Goal of the exercise: Could you repeat word for word the part of the PROTECT trial announcement starting with "RedHill Biopharma Ltd." and going on through "end of 2024."?

RedHill Biopharma Ltd. announced that the first patient has been enrolled in the Austere environments Consortium for Enhanced Sepsis Outcomes' (ACESO) U.S. government-supported PROTECT multinational platform trial for early COVID-19 outpatient treatment. RHB-107 (upamostat) is the first drug being tested in this platform study. Funded through non-dilutive external sources, including the U.S. Department of Defense, the PROTECT study is expected to be conducted in the U.S., Thailand, Ivory Coast, South Africa and Uganda, and is estimated to be completed by the end of 2024.

Records supplied:
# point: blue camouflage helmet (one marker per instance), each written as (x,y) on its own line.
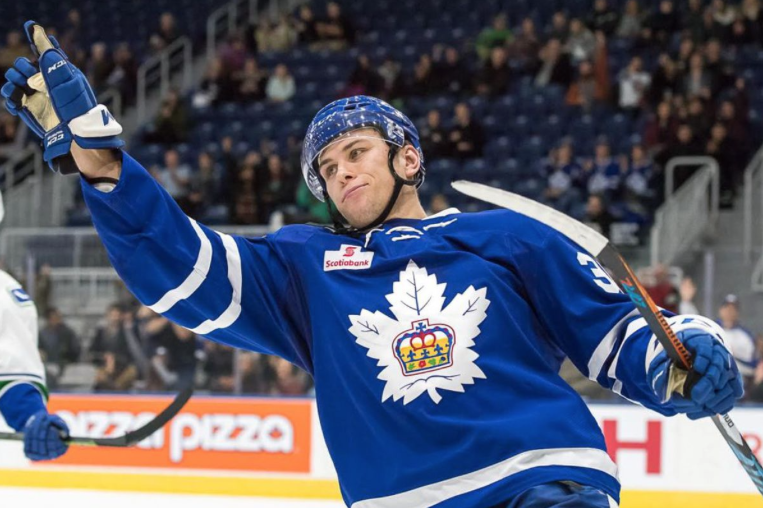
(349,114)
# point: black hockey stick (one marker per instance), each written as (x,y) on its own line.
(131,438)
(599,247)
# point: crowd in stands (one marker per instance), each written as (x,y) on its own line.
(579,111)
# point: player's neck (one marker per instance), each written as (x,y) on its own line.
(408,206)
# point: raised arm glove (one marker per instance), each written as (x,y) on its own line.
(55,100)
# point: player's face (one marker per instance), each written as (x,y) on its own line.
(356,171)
--
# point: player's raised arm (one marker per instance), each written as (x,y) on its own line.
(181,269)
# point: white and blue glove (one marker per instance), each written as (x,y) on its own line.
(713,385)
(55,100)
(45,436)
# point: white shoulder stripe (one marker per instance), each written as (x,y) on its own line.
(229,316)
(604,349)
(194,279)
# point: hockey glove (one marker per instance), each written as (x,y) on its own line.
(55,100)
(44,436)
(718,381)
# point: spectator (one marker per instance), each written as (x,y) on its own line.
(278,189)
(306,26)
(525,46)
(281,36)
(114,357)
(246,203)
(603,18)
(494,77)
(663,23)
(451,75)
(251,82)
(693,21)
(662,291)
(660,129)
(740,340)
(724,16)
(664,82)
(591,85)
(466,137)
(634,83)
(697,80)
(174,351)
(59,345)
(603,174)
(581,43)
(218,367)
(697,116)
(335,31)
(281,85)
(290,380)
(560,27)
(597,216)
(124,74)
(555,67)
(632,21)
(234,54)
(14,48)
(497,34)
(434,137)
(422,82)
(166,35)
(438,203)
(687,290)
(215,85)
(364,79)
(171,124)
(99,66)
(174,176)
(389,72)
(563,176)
* * *
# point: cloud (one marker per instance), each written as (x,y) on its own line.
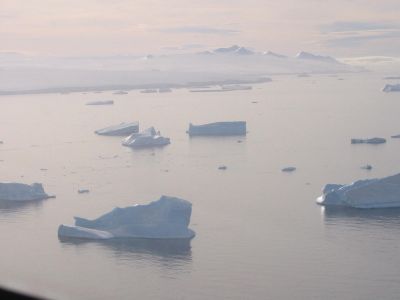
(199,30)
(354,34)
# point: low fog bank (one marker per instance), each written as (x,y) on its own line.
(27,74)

Task output:
RedHill Biopharma Ltd. announced that the first patient has been enrolled in the Austere environments Consortium for Enhanced Sepsis Outcomes' (ACESO) U.S. government-supported PROTECT multinational platform trial for early COVID-19 outpatient treatment. RHB-107 (upamostat) is the first drug being tested in this platform study. Funded through non-dilutive external sources, including the U.S. Department of Defense, the PROTECT study is expected to be conducted in the U.S., Thailand, Ivory Coast, South Africa and Uganda, and is estimated to be completed by the end of 2024.